▸ **Dataset extract**
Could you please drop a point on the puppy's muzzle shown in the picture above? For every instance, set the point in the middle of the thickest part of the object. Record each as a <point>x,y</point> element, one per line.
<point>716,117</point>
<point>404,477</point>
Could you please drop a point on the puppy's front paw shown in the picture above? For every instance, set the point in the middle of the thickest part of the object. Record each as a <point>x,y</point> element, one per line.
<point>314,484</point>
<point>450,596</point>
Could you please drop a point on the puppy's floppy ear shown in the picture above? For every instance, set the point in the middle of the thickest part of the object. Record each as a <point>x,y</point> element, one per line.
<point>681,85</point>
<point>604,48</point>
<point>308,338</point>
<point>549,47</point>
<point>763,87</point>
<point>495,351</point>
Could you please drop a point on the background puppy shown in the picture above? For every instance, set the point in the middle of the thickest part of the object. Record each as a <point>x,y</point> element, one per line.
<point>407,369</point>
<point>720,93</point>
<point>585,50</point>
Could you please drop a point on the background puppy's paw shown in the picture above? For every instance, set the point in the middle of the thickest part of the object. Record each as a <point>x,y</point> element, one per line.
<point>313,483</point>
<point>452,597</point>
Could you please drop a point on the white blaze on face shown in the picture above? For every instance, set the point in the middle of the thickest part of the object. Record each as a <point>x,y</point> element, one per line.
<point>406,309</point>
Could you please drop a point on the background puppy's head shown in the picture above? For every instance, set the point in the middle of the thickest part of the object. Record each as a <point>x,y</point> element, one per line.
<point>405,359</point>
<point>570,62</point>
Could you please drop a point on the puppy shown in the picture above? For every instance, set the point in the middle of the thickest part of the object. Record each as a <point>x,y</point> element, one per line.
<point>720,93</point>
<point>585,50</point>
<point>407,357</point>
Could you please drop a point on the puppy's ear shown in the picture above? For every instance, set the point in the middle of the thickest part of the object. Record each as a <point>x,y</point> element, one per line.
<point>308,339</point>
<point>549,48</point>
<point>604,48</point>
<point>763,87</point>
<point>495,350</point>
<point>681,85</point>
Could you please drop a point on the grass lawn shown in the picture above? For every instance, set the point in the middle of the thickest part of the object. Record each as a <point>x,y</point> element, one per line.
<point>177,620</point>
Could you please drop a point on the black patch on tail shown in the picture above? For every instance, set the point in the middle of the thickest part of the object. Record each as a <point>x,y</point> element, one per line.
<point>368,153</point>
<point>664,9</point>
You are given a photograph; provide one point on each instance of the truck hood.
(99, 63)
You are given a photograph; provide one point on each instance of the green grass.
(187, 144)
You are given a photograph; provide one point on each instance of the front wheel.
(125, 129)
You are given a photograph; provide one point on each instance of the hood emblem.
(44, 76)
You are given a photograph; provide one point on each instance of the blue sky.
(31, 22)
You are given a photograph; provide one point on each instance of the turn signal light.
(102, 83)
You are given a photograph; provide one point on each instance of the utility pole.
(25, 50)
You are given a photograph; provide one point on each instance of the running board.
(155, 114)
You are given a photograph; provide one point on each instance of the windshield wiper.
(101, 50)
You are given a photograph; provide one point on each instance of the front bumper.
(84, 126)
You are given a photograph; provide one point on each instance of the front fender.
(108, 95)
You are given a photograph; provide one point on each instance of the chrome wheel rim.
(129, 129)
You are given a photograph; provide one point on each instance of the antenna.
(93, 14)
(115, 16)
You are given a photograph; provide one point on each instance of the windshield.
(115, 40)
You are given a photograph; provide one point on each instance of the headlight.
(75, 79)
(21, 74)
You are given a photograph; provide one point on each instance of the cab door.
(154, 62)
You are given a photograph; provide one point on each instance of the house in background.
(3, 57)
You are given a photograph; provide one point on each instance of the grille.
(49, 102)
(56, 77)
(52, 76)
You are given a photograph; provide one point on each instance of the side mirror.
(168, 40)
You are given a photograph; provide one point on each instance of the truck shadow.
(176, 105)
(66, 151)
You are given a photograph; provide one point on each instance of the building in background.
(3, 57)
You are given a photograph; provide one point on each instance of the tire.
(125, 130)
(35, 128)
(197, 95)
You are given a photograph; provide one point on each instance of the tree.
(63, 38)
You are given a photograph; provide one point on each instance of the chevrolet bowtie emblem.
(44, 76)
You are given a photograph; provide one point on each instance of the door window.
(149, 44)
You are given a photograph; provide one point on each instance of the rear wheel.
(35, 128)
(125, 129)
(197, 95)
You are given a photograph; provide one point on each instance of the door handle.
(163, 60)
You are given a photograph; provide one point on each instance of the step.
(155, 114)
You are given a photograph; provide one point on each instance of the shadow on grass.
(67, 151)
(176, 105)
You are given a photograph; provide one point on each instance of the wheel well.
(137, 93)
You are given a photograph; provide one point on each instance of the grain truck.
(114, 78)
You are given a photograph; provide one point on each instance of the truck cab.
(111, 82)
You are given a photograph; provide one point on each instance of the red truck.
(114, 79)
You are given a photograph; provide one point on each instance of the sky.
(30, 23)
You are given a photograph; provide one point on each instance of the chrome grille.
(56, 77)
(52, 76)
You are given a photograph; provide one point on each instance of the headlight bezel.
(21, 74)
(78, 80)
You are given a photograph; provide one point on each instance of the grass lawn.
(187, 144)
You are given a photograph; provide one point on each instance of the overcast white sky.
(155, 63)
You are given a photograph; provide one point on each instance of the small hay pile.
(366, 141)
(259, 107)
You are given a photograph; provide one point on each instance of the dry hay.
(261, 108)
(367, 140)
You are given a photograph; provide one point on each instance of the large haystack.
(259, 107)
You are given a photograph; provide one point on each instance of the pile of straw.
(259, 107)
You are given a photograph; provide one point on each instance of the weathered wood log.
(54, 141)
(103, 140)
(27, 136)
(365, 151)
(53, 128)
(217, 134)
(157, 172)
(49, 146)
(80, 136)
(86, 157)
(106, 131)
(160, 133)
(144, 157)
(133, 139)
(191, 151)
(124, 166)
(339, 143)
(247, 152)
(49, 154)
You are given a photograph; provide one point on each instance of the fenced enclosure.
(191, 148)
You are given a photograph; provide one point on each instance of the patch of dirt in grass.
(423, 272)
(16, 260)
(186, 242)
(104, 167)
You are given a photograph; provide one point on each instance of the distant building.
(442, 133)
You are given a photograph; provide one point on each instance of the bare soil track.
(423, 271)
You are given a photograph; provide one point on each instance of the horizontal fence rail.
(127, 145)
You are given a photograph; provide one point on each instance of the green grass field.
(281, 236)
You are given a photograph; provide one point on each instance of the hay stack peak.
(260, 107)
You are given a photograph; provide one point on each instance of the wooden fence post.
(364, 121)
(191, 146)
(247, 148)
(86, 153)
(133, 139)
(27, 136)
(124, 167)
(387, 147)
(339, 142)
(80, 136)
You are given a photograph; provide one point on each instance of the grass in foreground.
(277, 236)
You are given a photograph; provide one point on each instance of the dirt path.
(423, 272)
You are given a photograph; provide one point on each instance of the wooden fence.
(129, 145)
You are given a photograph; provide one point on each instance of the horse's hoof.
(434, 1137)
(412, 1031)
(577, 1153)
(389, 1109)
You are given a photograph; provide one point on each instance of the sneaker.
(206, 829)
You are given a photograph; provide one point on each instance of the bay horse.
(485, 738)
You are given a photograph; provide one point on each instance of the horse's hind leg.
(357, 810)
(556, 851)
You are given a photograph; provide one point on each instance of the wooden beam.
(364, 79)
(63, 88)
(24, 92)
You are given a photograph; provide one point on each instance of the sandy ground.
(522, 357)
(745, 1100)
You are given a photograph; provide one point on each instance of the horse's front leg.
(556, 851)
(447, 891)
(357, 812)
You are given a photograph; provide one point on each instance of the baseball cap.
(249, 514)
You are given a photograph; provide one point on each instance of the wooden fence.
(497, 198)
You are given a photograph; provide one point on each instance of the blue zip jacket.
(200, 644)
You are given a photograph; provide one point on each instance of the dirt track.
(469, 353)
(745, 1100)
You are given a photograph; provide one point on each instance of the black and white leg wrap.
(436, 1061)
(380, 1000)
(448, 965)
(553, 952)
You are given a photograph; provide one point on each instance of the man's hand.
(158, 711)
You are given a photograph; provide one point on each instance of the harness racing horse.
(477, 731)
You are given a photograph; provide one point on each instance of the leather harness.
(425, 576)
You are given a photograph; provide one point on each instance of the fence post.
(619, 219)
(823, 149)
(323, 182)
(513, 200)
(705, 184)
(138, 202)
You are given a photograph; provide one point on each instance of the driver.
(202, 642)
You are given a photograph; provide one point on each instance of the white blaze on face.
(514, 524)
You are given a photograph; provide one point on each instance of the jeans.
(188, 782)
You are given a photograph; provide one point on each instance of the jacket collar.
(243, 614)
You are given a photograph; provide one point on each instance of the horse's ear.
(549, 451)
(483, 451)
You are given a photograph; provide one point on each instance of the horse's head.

▸ **About this exercise**
Only the lines from the one containing "the bay horse." through the last line above belong in your answer. Retype them exactly.

▸ **Output of the exercise**
You are given a photograph; provide one point on each instance of the bay horse.
(485, 738)
You are given a photograph; provide one point on each instance of the horse's hind leg.
(357, 810)
(556, 851)
You are given a photograph; provide one point on each instance of the wooden beam.
(364, 79)
(63, 88)
(24, 92)
You are given a photograph; provide one point on each instance of the sandy ground.
(522, 357)
(745, 1100)
You are given a photograph; provide one point on each instance of the horse's front leg.
(556, 851)
(447, 891)
(357, 812)
You are given a photograph; provide one point on each instance of the baseball cap.
(249, 514)
You are given a photograph; provide one point on each instance of the wooden fence.
(497, 198)
You are given a photograph; provide one point on each instance of the blue zip jacket.
(200, 644)
You are given a photograph; provide one point on each instance of the dirt track.
(469, 353)
(745, 1100)
You are given a photograph; provide one point on each instance of the black and white leg wrap.
(436, 1061)
(380, 1000)
(448, 965)
(553, 952)
You are given a photograph; provide one point on each instance of the man's hand.
(158, 711)
You are given a photograph; provide one point on each instance of the harness racing horse.
(477, 731)
You are given a photograph; provide one point on each instance of the leather harness.
(425, 576)
You are given a photograph; provide one point on each instance of the fence post.
(619, 219)
(823, 149)
(323, 182)
(513, 200)
(705, 184)
(138, 202)
You are given a photograph; provide one point on each instance of the driver.
(202, 642)
You are given a photograph; provide one point on each instance of the white blaze on face.
(514, 524)
You are given a photograph; provide one point on each instance of the jeans.
(188, 782)
You are given a photograph; provide one point on each instance of the jacket collar.
(243, 614)
You are given a photograph; provide one point on each instance of the horse's ear.
(549, 451)
(483, 451)
You are given a photograph; provide one point on each instance of the horse's head.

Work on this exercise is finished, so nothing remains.